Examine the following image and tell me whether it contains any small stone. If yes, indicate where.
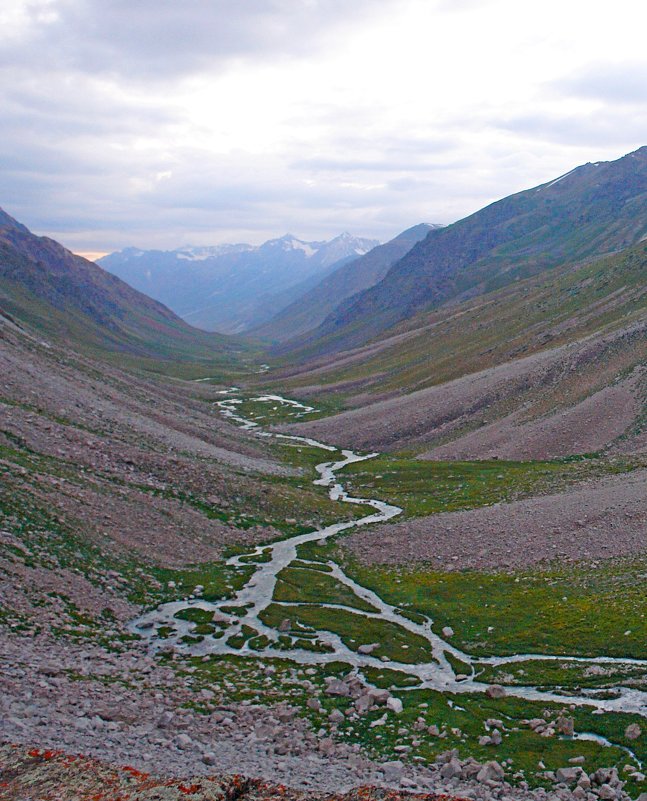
[357,642,380,654]
[325,679,350,698]
[555,768,582,784]
[476,761,505,782]
[440,757,463,779]
[386,696,403,715]
[175,732,193,751]
[556,715,575,737]
[381,760,404,784]
[625,723,642,740]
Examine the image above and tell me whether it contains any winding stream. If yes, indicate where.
[131,388,647,718]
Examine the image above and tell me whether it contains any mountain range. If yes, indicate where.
[288,147,647,359]
[249,223,442,342]
[0,148,647,801]
[98,233,379,334]
[0,210,246,376]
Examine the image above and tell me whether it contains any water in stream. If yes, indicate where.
[131,388,647,717]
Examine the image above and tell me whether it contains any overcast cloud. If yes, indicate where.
[0,0,647,251]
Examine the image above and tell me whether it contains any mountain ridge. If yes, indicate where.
[98,232,379,334]
[249,223,442,344]
[0,205,248,370]
[291,146,647,358]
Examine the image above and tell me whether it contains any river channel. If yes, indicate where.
[131,388,647,717]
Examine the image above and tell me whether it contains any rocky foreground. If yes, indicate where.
[0,635,647,801]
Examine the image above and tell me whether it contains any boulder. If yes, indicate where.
[476,761,505,782]
[625,723,642,740]
[386,696,403,715]
[325,679,350,698]
[555,768,582,784]
[357,642,380,654]
[440,757,463,779]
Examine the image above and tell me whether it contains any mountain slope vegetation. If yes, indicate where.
[99,233,379,334]
[0,213,249,378]
[291,147,647,359]
[276,242,647,459]
[249,223,441,342]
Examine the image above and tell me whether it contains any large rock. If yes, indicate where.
[625,723,642,740]
[555,768,582,784]
[386,696,403,715]
[325,679,350,698]
[476,761,505,782]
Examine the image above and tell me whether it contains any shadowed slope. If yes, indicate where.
[294,147,647,358]
[0,203,252,372]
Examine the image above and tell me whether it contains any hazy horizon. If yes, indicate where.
[0,0,647,254]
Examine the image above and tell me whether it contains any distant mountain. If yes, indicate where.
[294,147,647,356]
[0,209,246,362]
[98,233,379,334]
[250,223,442,342]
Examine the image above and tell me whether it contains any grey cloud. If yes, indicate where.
[552,61,647,105]
[497,108,647,151]
[0,0,394,80]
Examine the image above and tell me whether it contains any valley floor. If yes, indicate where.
[0,332,647,801]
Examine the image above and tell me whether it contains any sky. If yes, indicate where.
[0,0,647,253]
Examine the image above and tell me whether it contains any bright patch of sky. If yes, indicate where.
[0,0,647,251]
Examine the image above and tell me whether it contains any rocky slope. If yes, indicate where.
[293,147,647,358]
[0,205,244,366]
[99,233,379,334]
[277,243,647,459]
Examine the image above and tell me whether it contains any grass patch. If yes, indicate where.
[274,567,378,612]
[345,559,647,658]
[260,604,432,664]
[340,455,636,517]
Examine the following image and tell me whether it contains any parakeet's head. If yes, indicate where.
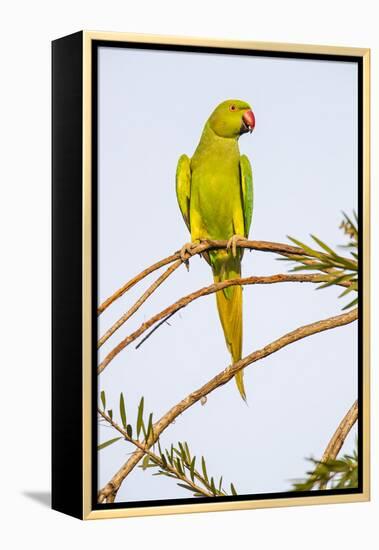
[208,99,255,138]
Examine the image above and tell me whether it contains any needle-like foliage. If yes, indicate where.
[278,213,358,310]
[293,449,358,492]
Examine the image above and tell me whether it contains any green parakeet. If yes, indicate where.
[176,99,255,400]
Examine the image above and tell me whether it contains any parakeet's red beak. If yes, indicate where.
[242,110,255,133]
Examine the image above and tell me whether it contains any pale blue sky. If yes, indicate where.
[99,48,357,501]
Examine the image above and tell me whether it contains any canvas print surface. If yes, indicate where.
[95,45,360,505]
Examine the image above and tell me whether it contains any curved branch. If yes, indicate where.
[98,308,358,503]
[97,260,182,348]
[97,274,336,374]
[97,408,214,502]
[97,240,304,315]
[320,401,358,462]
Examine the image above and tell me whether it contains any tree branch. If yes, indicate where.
[97,240,305,315]
[97,408,215,502]
[97,260,182,348]
[98,308,358,503]
[97,274,336,374]
[320,401,358,462]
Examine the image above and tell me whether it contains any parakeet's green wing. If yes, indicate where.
[240,155,254,238]
[176,155,191,231]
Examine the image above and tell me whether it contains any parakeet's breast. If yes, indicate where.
[190,140,242,239]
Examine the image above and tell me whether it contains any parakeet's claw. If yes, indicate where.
[226,235,247,258]
[180,241,199,268]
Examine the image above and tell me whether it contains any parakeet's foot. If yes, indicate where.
[180,241,200,263]
[226,235,248,258]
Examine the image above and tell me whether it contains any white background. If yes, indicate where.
[0,0,379,550]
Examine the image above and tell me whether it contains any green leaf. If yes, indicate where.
[137,397,143,439]
[210,477,217,495]
[311,235,338,257]
[218,476,222,492]
[120,392,127,429]
[177,483,197,497]
[184,441,191,463]
[142,455,150,470]
[97,437,122,451]
[146,413,153,439]
[175,458,184,476]
[342,298,358,311]
[190,456,196,481]
[100,390,107,411]
[201,456,209,483]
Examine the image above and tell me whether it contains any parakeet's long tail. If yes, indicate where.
[210,250,246,401]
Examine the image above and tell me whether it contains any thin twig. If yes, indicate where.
[97,261,182,348]
[97,408,215,503]
[98,308,358,503]
[97,274,348,374]
[97,240,305,315]
[321,401,358,462]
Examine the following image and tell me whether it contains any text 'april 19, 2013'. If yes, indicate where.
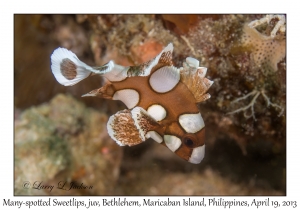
[2,197,297,209]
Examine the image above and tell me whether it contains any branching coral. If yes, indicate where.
[227,89,284,121]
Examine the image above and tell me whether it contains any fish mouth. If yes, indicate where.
[189,144,205,164]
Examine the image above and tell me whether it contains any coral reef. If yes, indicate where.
[15,95,122,195]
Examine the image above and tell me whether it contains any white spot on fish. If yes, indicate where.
[164,135,181,152]
[179,113,205,133]
[189,145,205,164]
[147,104,167,121]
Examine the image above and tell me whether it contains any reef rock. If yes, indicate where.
[14,94,122,195]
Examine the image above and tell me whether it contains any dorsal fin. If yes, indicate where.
[180,58,213,103]
[127,43,173,77]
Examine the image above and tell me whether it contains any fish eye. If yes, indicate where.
[183,135,195,147]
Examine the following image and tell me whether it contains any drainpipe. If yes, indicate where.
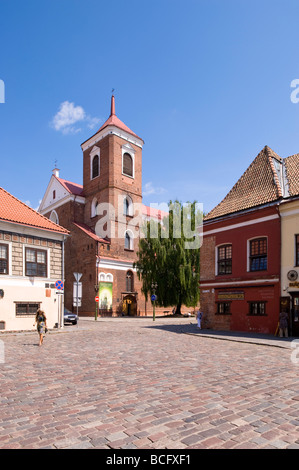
[276,202,282,326]
[59,235,66,328]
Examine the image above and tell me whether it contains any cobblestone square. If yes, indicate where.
[0,318,299,449]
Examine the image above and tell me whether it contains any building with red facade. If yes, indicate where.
[200,146,289,334]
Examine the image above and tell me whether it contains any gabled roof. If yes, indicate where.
[54,176,83,196]
[285,153,299,196]
[0,187,69,234]
[73,222,110,245]
[204,146,284,220]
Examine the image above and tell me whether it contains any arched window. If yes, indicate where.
[90,198,99,217]
[125,232,133,250]
[126,271,134,292]
[123,152,133,176]
[124,196,133,216]
[92,155,100,178]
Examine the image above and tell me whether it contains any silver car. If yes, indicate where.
[64,308,79,325]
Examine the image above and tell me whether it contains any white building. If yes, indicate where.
[0,188,68,331]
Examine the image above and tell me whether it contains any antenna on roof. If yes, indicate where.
[52,160,59,178]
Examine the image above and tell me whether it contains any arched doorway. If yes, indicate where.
[123,295,137,317]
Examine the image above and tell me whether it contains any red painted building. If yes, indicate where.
[201,147,283,334]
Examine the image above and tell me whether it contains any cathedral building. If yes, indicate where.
[39,96,171,316]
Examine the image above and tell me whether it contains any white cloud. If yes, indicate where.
[142,181,167,196]
[51,101,100,134]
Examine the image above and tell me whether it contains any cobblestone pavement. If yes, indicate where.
[0,318,299,449]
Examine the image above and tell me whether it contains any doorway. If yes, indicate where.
[290,294,299,337]
[123,295,137,317]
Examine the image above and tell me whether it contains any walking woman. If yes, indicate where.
[33,309,47,346]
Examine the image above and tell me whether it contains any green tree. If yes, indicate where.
[134,201,202,313]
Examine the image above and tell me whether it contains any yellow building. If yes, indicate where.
[279,199,299,336]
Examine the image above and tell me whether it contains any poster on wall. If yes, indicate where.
[99,282,113,310]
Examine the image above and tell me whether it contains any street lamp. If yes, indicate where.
[94,256,100,320]
[151,282,158,321]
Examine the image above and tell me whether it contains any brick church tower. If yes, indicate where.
[39,96,158,315]
[81,96,144,253]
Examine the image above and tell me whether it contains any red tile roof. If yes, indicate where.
[0,187,69,234]
[204,146,283,220]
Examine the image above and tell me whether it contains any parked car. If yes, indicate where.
[64,308,78,325]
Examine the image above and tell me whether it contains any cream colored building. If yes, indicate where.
[0,188,68,331]
[279,199,299,336]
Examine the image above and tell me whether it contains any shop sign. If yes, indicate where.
[218,292,244,300]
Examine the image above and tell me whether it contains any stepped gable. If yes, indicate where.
[284,153,299,196]
[0,187,69,234]
[204,145,283,220]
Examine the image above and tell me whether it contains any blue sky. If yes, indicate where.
[0,0,299,212]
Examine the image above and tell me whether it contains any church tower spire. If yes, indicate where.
[110,95,115,117]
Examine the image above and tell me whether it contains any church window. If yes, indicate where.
[123,152,133,176]
[91,198,99,217]
[50,211,59,224]
[124,196,133,216]
[125,232,133,250]
[92,155,100,178]
[126,271,134,292]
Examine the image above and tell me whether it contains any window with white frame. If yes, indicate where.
[25,248,47,277]
[125,230,134,250]
[0,243,9,274]
[217,244,232,275]
[249,237,268,271]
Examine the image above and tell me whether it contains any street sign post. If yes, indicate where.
[55,279,64,328]
[74,273,82,318]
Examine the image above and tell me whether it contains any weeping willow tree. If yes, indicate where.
[134,201,202,314]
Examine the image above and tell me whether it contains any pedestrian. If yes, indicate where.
[279,310,288,338]
[33,309,48,346]
[196,310,203,330]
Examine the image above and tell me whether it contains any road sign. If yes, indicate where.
[55,281,63,290]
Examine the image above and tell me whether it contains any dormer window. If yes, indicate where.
[123,152,133,176]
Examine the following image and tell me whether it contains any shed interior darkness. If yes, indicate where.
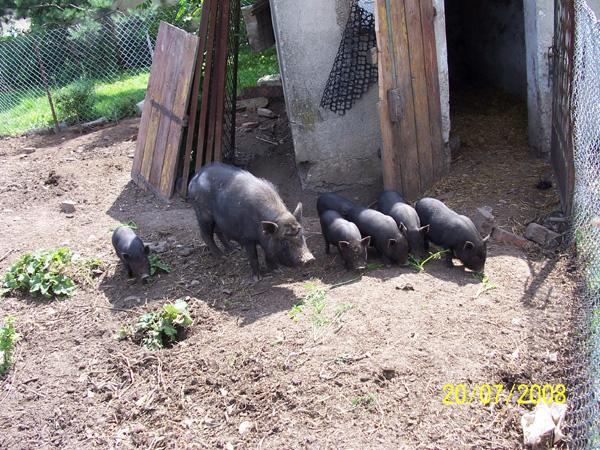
[444,0,527,98]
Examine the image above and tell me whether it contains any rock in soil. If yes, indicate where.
[525,222,560,248]
[148,241,169,253]
[239,420,253,436]
[60,200,76,214]
[236,97,269,111]
[492,227,530,248]
[473,206,495,236]
[256,108,277,119]
[256,73,281,86]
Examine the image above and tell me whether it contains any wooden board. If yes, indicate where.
[375,0,448,200]
[131,22,198,199]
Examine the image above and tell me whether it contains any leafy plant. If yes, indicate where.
[473,272,498,298]
[135,299,192,350]
[408,250,450,272]
[288,300,304,322]
[351,392,377,408]
[0,247,75,298]
[56,78,95,124]
[288,282,354,342]
[148,255,173,276]
[107,96,138,122]
[0,316,20,375]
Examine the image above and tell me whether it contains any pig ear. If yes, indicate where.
[398,222,408,236]
[260,220,279,234]
[338,241,350,250]
[294,203,302,222]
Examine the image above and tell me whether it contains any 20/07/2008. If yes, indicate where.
[442,383,567,405]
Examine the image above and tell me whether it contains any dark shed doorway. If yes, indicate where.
[445,0,527,98]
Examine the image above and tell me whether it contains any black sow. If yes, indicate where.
[415,198,489,272]
[112,227,150,282]
[319,210,371,270]
[188,163,315,280]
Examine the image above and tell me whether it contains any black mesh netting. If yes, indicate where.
[321,0,377,115]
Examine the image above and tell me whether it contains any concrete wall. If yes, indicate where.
[446,0,527,98]
[271,0,381,190]
[525,0,554,157]
[271,0,450,190]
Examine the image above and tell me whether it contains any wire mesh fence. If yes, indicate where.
[0,14,157,113]
[567,0,600,449]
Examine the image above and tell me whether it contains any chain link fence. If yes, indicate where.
[0,14,158,118]
[567,0,600,449]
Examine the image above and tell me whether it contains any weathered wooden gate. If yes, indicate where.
[375,0,449,200]
[551,0,575,215]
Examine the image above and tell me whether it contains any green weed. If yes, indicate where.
[0,247,75,298]
[288,300,304,322]
[351,392,377,408]
[473,272,498,298]
[55,78,94,124]
[408,250,450,272]
[0,316,20,375]
[288,282,354,342]
[148,255,173,276]
[135,299,192,350]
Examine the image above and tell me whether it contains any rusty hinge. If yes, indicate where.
[388,89,404,123]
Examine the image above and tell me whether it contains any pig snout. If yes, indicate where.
[300,248,315,266]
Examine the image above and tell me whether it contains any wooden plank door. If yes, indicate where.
[375,0,448,200]
[131,22,198,199]
[550,0,575,215]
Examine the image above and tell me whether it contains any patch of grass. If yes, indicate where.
[288,282,354,342]
[351,392,377,408]
[408,250,450,272]
[0,72,150,136]
[148,255,173,277]
[134,299,192,350]
[237,46,279,93]
[288,300,304,322]
[0,316,20,375]
[55,78,94,124]
[473,272,498,298]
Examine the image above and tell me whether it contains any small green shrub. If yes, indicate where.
[107,97,138,122]
[135,299,192,350]
[0,247,103,299]
[0,316,20,375]
[148,255,173,277]
[0,247,75,298]
[408,250,450,272]
[56,78,95,124]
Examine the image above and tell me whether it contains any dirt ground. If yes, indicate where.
[0,89,573,449]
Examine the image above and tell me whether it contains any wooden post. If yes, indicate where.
[34,44,60,134]
[375,0,445,200]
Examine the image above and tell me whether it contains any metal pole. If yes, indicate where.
[34,43,60,134]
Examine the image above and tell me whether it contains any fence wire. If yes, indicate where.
[567,0,600,449]
[0,14,158,118]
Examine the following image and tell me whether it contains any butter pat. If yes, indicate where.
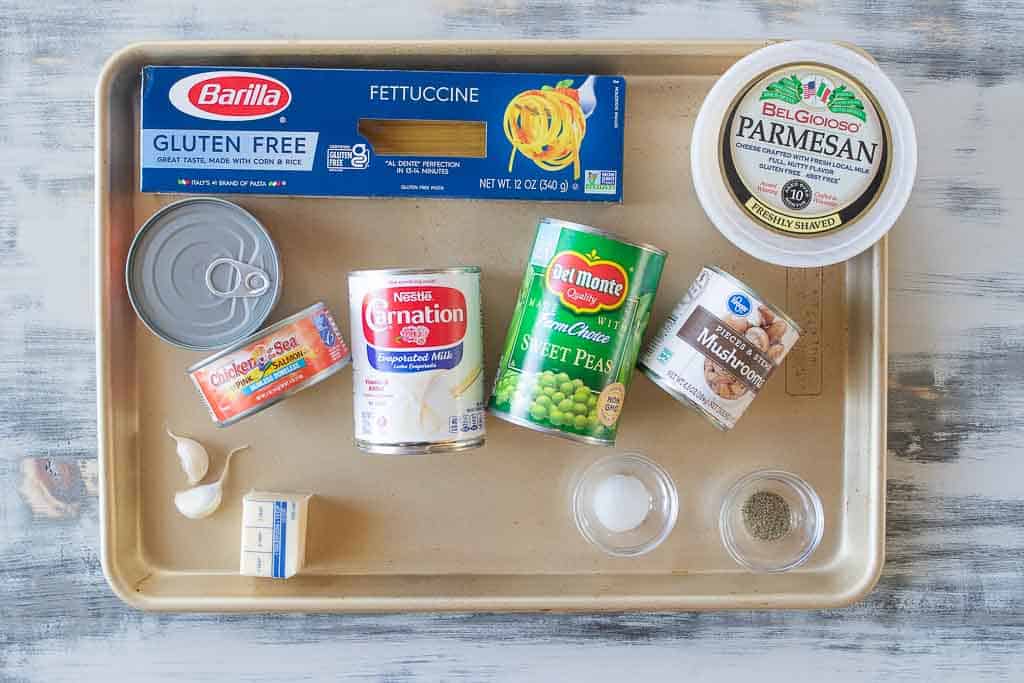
[240,490,312,579]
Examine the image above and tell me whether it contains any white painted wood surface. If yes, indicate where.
[0,0,1024,683]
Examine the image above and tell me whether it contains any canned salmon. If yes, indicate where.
[488,218,665,445]
[187,303,351,427]
[639,267,800,430]
[348,266,484,455]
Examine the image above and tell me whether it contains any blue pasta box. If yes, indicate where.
[139,67,626,202]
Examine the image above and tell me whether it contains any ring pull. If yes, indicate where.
[206,257,270,299]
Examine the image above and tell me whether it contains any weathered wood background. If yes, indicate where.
[0,0,1024,683]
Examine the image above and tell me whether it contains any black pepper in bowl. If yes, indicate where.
[742,490,791,541]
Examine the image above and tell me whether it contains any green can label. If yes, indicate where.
[489,218,665,445]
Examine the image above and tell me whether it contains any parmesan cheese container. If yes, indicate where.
[690,41,918,267]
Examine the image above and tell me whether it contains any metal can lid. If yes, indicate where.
[125,198,281,350]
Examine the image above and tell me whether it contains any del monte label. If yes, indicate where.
[488,218,665,445]
[721,63,890,236]
[545,250,630,313]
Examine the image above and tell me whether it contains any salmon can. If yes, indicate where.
[638,266,801,430]
[348,266,484,456]
[187,303,351,427]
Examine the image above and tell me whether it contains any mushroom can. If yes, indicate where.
[488,218,665,445]
[188,303,351,427]
[348,266,484,455]
[639,266,801,430]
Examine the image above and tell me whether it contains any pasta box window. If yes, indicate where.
[139,67,626,202]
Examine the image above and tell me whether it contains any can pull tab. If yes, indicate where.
[206,257,270,299]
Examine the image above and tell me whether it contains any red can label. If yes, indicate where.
[361,286,467,373]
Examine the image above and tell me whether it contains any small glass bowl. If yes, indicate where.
[719,470,824,571]
[572,453,679,557]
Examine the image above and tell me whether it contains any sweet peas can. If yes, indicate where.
[488,218,666,445]
[187,303,351,427]
[348,266,484,455]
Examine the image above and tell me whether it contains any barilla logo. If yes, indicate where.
[168,71,292,121]
[544,250,630,313]
[362,287,467,373]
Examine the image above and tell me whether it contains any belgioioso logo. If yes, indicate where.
[168,71,292,121]
[760,73,867,121]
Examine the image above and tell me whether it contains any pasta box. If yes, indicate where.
[139,67,626,202]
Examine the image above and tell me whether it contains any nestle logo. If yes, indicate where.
[168,71,292,121]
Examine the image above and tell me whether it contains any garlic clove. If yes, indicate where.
[174,444,249,519]
[174,481,223,519]
[164,425,210,485]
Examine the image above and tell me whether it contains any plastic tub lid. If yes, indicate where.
[690,41,918,267]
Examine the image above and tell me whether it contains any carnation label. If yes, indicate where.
[722,63,890,236]
[639,267,800,429]
[348,267,484,455]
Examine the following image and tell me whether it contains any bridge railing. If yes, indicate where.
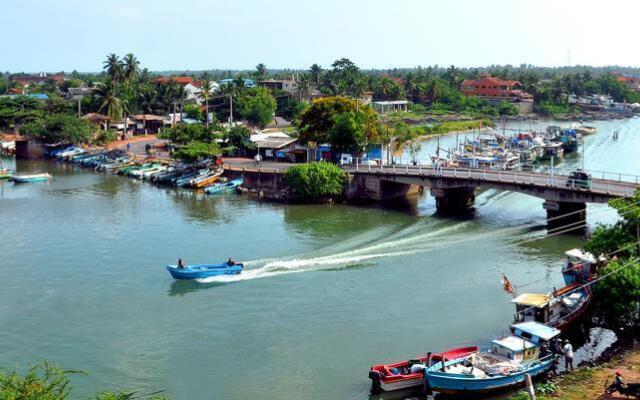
[348,163,640,194]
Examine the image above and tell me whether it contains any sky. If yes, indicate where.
[5,0,640,72]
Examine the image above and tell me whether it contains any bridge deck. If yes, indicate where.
[345,165,640,197]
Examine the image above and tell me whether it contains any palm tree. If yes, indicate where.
[200,80,213,128]
[309,64,322,86]
[95,80,127,120]
[256,63,268,81]
[122,53,140,83]
[102,53,122,85]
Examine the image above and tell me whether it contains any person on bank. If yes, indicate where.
[562,339,573,372]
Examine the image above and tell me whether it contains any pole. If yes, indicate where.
[524,374,536,400]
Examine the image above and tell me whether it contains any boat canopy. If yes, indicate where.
[564,249,596,264]
[512,321,560,340]
[511,293,551,308]
[491,336,536,353]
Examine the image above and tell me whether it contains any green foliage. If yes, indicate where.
[183,104,204,121]
[21,114,93,144]
[300,96,381,151]
[173,142,221,162]
[284,162,347,202]
[595,260,640,328]
[237,87,276,128]
[158,124,221,145]
[226,125,256,154]
[0,363,77,400]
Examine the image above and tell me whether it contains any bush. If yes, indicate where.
[284,162,347,202]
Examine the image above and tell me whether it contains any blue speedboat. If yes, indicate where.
[167,262,243,279]
[204,178,243,194]
[425,322,560,395]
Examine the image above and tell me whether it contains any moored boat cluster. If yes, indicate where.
[369,249,599,394]
[44,146,242,194]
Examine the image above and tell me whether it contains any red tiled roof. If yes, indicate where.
[153,76,193,85]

- **WORK TO COMPLETE**
Please rewrite the listing above as a numbered list with no blank lines, starting at its first line and ending at the line containing "[0,0,647,254]", both ends included. Leave the pictures out of your answer.

- **RESPONSE BELOW**
1. Examine the following image and tell me whether it contains any small stone. If yes, indicate where.
2. [357,642,380,654]
3. [325,679,350,698]
4. [555,768,582,784]
5. [476,761,505,782]
6. [440,757,463,779]
7. [386,696,403,715]
8. [175,732,193,751]
9. [556,715,575,737]
10. [381,760,404,784]
11. [625,723,642,740]
12. Examine the image above and tell me whether it contains any winding stream. If yes, indicate where.
13. [131,388,647,718]
14. Examine the image above and tell me whether it contains any mountain range. If yes, indicate where.
15. [288,147,647,359]
16. [249,223,442,342]
17. [0,148,647,801]
18. [98,233,379,334]
19. [0,210,246,376]
20. Examine the image above and tell me whether it contains any water in stream. If yes, indicate where.
21. [131,388,647,717]
22. Examine the image above and tell me whether it contains any overcast cloud. If yes, indicate where.
23. [0,0,647,251]
24. Examine the image above and tell me whether it contains any mountain ridge. If yes, indicate where.
25. [98,232,379,334]
26. [249,223,442,344]
27. [0,205,248,370]
28. [291,146,647,358]
29. Examine the image above and tell me whether it contains any river channel. If yes, indicate where.
30. [131,388,647,717]
31. Examine the image above and tell me whether it contains any rocky foreground. If yes, indicate where.
32. [0,635,647,801]
33. Examine the image above and tell me whether it contains any boulder. If yes, indicate where.
34. [476,761,505,782]
35. [625,723,642,740]
36. [386,696,403,715]
37. [325,679,350,698]
38. [555,768,582,784]
39. [357,642,380,654]
40. [440,757,463,779]
41. Examine the image above and tell me whether it contains any mountain slope vegetation. If yes, indicate where.
42. [99,233,379,334]
43. [0,213,249,378]
44. [291,147,647,359]
45. [276,242,647,459]
46. [249,223,441,342]
47. Examine the image above and tell me whether it contains any large rock. If yes, indicate where.
48. [625,723,642,740]
49. [555,768,582,784]
50. [386,696,403,715]
51. [325,679,350,698]
52. [476,761,505,782]
53. Examine the image above and tell me whether it contains any shadowed slope. If yes, indicate where.
54. [294,147,647,358]
55. [0,203,252,372]
56. Examine the image above and tell me whether it contains any hazy horizon. If yes, indicate where.
57. [0,0,647,254]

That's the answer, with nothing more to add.